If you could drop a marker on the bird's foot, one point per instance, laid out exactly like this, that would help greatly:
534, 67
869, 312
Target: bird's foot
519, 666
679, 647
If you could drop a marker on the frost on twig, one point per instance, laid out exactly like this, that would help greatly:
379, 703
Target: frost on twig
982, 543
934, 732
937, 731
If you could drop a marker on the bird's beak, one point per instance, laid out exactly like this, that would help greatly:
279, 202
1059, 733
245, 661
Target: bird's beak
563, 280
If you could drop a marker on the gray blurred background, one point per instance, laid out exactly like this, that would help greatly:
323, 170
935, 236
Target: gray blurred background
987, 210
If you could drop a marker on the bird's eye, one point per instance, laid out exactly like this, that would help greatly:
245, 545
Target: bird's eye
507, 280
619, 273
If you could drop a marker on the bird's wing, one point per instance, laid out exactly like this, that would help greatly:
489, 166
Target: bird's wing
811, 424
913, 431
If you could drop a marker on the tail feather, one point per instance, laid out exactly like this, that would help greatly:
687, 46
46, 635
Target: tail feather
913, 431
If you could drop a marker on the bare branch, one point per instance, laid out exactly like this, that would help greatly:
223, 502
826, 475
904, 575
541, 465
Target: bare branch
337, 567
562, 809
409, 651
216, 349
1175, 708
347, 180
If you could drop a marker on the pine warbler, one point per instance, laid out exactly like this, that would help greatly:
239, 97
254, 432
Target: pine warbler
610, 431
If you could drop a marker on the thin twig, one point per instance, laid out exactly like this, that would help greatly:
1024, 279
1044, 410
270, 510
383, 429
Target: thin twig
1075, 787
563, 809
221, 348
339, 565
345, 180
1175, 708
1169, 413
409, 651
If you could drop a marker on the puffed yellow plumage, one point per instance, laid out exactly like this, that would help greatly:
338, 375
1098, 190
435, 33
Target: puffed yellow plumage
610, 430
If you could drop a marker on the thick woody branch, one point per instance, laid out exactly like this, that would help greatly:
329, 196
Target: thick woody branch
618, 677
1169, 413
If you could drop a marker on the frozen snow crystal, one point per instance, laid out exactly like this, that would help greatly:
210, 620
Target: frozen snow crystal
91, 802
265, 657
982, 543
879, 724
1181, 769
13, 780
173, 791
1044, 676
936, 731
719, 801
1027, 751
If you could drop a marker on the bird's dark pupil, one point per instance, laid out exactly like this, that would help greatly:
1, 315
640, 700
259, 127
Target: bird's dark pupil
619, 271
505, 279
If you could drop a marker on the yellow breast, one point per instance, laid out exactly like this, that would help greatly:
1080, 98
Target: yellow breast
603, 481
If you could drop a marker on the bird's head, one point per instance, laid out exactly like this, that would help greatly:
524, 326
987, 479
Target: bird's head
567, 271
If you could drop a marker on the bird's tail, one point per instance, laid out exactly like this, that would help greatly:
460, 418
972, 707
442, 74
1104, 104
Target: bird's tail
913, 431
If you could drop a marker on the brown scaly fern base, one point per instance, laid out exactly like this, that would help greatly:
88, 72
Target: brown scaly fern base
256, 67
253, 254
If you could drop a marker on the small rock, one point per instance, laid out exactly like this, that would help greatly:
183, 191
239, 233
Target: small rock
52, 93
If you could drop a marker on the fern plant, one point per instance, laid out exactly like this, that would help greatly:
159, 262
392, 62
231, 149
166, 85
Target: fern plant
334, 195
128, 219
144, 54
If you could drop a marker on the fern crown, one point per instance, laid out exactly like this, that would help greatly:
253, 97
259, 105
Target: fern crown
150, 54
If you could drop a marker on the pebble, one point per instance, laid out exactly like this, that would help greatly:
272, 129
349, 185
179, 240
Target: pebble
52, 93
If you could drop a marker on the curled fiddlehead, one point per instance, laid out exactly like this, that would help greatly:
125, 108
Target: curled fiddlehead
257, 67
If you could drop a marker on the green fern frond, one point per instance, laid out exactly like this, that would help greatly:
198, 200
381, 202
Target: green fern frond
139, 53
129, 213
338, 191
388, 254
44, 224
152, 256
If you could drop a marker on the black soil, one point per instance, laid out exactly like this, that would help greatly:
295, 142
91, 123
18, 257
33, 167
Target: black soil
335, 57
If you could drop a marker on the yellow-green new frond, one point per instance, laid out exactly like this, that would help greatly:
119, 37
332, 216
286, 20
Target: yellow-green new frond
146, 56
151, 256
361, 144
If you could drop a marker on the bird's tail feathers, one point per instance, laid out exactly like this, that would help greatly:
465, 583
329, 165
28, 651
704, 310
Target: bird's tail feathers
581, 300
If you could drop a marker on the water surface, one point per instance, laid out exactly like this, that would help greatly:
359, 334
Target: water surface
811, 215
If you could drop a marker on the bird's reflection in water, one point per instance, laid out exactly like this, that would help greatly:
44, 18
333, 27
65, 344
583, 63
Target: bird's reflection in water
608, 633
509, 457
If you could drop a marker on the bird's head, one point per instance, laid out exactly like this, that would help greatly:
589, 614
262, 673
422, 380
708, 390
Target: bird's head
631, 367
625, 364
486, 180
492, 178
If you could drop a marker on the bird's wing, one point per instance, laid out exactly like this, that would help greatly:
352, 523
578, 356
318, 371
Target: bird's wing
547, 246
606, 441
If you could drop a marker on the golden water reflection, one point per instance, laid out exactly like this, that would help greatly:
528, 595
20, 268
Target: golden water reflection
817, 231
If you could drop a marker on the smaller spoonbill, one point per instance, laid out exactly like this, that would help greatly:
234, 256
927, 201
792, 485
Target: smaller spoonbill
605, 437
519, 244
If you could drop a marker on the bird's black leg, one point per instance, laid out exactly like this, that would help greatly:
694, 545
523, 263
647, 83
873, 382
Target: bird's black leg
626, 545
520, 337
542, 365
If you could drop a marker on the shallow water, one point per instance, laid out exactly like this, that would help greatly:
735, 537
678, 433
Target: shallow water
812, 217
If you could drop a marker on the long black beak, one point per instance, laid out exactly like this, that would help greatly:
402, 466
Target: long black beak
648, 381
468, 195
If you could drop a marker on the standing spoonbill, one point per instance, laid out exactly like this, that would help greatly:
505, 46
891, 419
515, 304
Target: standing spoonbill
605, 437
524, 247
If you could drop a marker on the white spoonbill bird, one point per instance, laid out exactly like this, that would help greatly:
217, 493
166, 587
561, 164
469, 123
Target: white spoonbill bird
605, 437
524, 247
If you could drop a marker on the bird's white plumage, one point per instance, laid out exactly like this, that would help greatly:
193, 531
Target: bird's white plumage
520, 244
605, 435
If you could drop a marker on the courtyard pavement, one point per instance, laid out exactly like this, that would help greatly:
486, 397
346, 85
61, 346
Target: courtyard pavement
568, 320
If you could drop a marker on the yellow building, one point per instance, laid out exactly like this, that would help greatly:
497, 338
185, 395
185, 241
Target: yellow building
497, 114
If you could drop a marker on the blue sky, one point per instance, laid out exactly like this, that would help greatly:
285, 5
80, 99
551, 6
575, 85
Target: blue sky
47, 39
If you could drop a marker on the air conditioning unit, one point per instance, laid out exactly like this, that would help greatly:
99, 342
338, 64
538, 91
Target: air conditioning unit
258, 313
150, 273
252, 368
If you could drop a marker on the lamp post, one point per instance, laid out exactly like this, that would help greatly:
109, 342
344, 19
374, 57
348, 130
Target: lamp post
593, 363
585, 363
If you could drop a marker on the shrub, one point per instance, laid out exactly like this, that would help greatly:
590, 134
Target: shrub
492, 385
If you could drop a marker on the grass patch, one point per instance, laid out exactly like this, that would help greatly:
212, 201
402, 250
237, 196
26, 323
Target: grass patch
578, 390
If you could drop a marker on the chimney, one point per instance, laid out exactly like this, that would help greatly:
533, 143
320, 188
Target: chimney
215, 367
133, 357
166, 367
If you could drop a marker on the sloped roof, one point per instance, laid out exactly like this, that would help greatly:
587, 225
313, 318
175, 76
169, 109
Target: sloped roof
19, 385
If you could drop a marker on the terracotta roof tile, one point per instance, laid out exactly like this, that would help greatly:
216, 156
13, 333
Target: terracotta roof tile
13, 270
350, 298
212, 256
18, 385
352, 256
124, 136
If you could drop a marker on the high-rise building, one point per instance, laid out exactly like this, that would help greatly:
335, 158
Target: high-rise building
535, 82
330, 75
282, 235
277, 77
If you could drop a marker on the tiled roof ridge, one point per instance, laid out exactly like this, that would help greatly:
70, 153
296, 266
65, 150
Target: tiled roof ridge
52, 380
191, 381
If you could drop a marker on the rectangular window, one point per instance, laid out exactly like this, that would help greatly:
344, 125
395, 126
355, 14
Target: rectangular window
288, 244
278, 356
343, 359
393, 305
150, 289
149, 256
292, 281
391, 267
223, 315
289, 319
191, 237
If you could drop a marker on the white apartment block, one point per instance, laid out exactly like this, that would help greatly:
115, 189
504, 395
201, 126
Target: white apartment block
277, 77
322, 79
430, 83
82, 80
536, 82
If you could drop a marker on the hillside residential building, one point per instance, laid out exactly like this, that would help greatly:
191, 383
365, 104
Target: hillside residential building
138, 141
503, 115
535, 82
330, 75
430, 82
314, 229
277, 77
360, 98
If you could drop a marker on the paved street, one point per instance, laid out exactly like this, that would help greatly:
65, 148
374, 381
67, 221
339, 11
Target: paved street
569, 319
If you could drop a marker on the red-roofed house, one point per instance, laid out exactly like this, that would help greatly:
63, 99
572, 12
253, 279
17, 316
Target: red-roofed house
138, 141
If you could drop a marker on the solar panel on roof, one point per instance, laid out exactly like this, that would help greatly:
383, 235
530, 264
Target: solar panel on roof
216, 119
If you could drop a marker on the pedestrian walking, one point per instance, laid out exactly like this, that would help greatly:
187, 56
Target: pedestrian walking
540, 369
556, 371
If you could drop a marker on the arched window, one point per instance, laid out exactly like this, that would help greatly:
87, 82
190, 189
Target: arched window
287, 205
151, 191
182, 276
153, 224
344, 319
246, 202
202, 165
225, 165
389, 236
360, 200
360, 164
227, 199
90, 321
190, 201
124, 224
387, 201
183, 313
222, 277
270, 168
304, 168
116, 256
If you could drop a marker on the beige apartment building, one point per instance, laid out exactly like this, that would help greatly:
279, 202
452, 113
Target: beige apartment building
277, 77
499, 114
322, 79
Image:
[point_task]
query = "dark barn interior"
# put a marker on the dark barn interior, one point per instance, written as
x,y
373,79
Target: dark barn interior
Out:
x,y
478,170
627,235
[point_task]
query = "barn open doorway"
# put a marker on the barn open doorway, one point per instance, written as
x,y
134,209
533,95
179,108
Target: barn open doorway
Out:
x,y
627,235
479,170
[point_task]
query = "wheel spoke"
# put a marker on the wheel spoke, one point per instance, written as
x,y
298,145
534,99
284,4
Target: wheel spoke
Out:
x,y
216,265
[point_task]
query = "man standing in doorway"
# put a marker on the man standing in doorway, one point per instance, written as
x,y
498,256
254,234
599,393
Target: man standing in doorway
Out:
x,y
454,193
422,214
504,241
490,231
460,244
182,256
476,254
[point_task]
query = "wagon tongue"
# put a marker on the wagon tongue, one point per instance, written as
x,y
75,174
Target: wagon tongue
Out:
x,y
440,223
════════
PROBLEM TO WORK ON =>
What is needed is the number of lines in the data that hold the word "barn", and nothing more.

WRITTEN RESPONSE =>
6